• TEXTO DA PÁGINA
--

Ao ler estes versículos com devoção, chega-se, por momentos, a participar da alegria dos primeiros peregrinos aos Lugares Santos. O desaparecimento da estrela lhes pusera à prova a confiança; agora é a consolação como prêmio. Uma pergunta aqui surge, também. Por que se ocultara a estrela ao chegar a Jerusalém e reapareceu só em Belém? Será que já àquelas alturas Jerusalém não era digna de um sinal tão evidente e público? Ou, pelo contrário, escondendo-se, ela propiciou uma permanência maior dos Magos na cidade, e com isso a autenticidade do acontecimento tornou-se mais patente a todos os seus habitantes?

--

• DADOS REGISTRADOS
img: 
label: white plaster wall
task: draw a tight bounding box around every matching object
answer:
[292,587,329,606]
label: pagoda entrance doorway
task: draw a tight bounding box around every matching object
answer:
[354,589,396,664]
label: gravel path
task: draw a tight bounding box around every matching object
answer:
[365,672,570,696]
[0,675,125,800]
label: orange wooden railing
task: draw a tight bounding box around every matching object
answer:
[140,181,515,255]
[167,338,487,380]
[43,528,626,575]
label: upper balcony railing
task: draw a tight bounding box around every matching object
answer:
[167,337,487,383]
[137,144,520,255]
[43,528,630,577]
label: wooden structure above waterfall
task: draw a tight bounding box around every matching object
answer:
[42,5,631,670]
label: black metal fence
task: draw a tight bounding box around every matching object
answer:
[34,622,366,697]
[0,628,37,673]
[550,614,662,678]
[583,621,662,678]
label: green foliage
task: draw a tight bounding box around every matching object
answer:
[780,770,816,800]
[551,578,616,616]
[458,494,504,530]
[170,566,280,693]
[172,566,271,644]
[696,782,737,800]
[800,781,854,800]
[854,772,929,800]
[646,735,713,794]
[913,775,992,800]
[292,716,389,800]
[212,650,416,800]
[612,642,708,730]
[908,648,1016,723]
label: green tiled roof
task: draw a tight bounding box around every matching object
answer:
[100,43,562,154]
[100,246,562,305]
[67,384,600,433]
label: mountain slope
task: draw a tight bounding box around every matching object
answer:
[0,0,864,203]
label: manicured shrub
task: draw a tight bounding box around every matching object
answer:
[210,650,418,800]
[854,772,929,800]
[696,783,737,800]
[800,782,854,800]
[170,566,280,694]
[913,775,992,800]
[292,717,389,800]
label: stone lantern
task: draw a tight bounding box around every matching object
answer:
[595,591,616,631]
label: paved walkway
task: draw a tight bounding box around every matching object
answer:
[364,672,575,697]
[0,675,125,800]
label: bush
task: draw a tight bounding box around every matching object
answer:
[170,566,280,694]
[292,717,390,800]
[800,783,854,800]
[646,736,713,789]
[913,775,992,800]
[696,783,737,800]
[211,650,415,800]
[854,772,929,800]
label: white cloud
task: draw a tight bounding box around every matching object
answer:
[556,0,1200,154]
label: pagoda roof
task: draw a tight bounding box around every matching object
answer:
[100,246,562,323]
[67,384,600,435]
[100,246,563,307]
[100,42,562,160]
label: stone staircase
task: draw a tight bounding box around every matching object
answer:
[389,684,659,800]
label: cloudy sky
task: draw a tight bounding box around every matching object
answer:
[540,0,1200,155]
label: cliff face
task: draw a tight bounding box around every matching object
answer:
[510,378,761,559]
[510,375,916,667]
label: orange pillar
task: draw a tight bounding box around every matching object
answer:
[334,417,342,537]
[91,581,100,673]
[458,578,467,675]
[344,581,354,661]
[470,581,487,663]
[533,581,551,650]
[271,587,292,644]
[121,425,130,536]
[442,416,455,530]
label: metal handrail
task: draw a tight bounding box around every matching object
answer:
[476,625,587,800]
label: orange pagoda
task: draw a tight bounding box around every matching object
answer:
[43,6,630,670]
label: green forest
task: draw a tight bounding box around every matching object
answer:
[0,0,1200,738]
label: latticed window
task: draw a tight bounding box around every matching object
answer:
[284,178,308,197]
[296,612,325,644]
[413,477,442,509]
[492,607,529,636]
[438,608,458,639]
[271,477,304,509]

--

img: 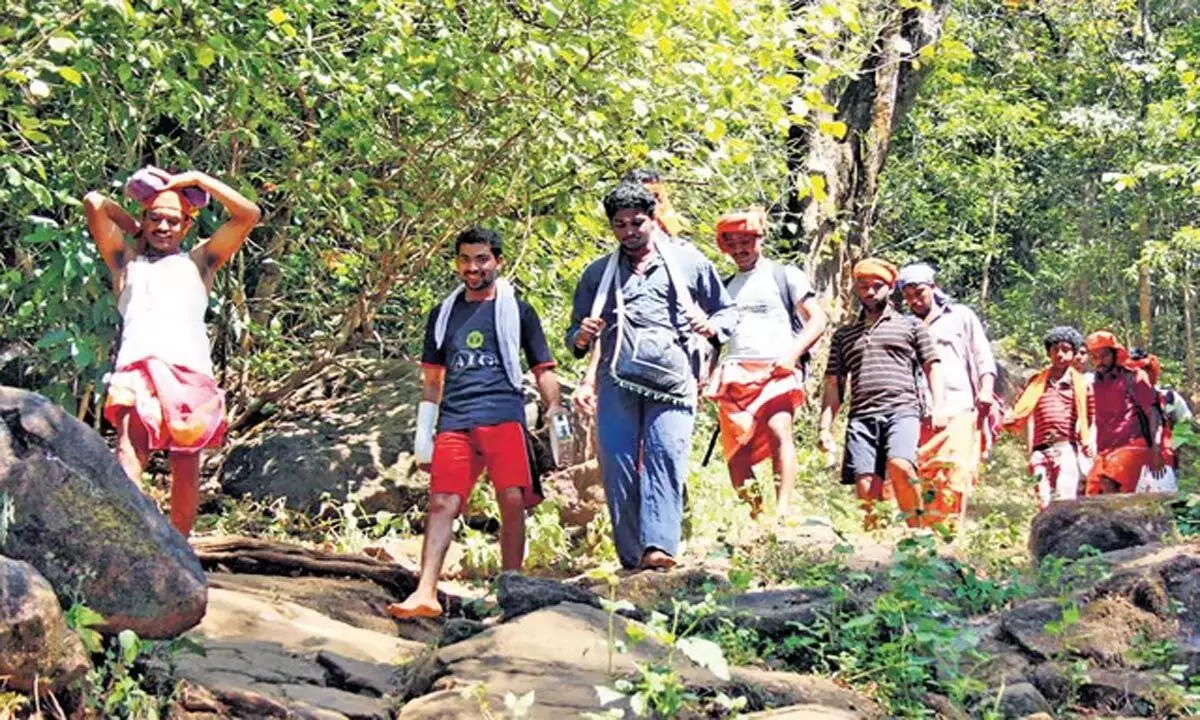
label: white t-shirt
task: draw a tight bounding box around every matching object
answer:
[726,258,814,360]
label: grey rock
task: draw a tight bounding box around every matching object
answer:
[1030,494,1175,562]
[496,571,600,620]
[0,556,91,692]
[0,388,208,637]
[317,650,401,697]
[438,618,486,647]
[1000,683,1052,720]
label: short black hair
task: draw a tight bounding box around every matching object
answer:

--

• FAÇA O SEGUINTE
[1] Diga se cada afirmação concorda com o trecho sobre a estrela dos Magos, respondendo sim ou não e citando as palavras decisivas do texto: (a) a estrela reapareceu em Jerusalém; (b) o desaparecimento da estrela pôs à prova a confiança dos peregrinos; (c) a consolação é apresentada como prêmio.
[2] Transcreva literalmente o trecho sobre a estrela dos Magos, de "Ao ler estes" a "os seus habitantes?".
Não é preciso consultar os dados.

• RESPOSTAS POR TAREFA
[1]
(a) Não: "Por que se ocultara a estrela ao chegar a Jerusalém e reapareceu só em Belém?"
(b) Sim: "O desaparecimento da estrela lhes pusera à prova a confiança"
(c) Sim: "agora é a consolação como prêmio."

[2]
Ao ler estes versículos com devoção, chega-se, por momentos, a participar da alegria dos primeiros peregrinos aos Lugares Santos. O desaparecimento da estrela lhes pusera à prova a confiança; agora é a consolação como prêmio. Uma pergunta aqui surge, também. Por que se ocultara a estrela ao chegar a Jerusalém e reapareceu só em Belém? Será que já àquelas alturas Jerusalém não era digna de um sinal tão evidente e público? Ou, pelo contrário, escondendo-se, ela propiciou uma permanência maior dos Magos na cidade, e com isso a autenticidade do acontecimento tornou-se mais patente a todos os seus habitantes?